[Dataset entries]
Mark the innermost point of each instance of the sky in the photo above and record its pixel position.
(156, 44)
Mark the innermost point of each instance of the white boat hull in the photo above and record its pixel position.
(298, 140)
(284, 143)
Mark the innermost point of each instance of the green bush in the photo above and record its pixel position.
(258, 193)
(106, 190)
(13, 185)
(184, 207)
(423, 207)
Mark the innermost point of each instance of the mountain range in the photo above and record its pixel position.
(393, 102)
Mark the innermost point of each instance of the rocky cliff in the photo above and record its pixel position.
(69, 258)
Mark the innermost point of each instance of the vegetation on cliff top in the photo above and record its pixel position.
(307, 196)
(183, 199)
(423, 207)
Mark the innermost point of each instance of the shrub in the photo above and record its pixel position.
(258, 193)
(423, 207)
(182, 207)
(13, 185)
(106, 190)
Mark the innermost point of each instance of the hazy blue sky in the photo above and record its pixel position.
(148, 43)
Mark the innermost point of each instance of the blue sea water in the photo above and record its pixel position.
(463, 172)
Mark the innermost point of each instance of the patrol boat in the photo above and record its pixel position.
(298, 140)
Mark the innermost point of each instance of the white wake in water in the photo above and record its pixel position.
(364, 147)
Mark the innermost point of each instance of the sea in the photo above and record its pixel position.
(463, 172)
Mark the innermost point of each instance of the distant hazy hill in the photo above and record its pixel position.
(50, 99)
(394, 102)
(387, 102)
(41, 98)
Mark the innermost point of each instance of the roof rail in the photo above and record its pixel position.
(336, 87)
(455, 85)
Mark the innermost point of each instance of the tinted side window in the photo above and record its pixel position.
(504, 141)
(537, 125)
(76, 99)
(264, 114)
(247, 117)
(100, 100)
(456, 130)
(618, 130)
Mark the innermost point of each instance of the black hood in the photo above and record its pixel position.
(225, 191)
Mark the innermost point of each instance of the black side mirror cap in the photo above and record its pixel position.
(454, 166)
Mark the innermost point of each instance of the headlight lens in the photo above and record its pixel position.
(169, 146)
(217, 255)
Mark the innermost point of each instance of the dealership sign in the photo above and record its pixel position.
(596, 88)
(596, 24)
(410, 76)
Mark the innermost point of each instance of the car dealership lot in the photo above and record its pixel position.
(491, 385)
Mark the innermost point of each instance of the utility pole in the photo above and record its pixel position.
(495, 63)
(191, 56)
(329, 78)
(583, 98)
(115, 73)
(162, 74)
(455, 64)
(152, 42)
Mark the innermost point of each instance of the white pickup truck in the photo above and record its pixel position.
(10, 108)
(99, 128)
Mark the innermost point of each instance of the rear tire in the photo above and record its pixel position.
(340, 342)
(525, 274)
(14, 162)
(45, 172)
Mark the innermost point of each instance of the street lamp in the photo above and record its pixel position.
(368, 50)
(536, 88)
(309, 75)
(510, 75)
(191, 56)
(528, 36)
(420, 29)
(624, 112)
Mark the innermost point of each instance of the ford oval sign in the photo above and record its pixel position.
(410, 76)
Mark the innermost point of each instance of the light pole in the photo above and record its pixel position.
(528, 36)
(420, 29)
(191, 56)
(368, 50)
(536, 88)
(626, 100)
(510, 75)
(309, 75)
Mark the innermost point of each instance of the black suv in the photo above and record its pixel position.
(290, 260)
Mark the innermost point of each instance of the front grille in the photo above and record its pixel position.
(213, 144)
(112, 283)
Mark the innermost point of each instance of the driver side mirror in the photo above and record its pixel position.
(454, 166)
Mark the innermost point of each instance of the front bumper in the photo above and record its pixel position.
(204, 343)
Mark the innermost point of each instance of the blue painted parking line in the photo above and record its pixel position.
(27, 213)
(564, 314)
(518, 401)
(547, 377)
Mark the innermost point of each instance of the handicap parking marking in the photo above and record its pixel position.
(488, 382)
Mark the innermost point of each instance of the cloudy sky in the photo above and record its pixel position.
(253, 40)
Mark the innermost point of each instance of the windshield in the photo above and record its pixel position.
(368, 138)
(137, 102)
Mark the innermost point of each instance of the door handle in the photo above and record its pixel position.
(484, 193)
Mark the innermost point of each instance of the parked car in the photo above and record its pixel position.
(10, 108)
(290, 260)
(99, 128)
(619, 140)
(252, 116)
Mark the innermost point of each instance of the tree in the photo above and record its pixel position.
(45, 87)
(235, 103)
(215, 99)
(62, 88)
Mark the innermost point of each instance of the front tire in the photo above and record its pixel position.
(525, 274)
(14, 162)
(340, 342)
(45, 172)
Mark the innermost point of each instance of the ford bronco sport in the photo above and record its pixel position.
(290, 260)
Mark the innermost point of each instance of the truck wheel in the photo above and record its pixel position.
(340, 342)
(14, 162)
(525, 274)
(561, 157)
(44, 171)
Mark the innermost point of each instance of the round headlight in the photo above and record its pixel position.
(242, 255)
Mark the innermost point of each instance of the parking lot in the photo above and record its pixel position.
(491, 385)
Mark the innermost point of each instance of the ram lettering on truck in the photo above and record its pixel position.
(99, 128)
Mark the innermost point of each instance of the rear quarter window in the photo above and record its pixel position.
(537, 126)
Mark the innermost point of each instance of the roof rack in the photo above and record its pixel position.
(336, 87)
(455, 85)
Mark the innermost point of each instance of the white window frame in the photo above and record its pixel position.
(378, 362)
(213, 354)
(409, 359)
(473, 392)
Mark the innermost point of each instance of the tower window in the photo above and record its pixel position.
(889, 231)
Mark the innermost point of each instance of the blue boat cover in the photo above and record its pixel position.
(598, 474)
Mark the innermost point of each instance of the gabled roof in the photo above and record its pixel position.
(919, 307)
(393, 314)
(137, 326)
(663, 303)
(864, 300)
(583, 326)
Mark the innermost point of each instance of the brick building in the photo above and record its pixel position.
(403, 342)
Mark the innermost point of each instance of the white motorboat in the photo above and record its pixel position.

> WHAT TO DO:
Would you repeat, exactly and with nothing added, every line from the line containing "Mark the innermost point of each instance of the tower" through the last line of the records above?

> EXPECTED ANSWER:
Mark the innermost point of each instance of the tower window in the photo above and record its pixel position.
(889, 231)
Mark the innermost point of each instance of the blue boat cover in the photo above and record its pixel position.
(598, 474)
Mark the innermost point of each instance of the gabled roof in the photo above and record its pixel position.
(919, 307)
(393, 314)
(137, 326)
(663, 303)
(864, 300)
(583, 326)
Mark the innermost point of each instance of the brick building in the photo above and record its pixel position.
(403, 342)
Mark the innermost point of each instance of the white motorboat in the photo above and record its pixel position.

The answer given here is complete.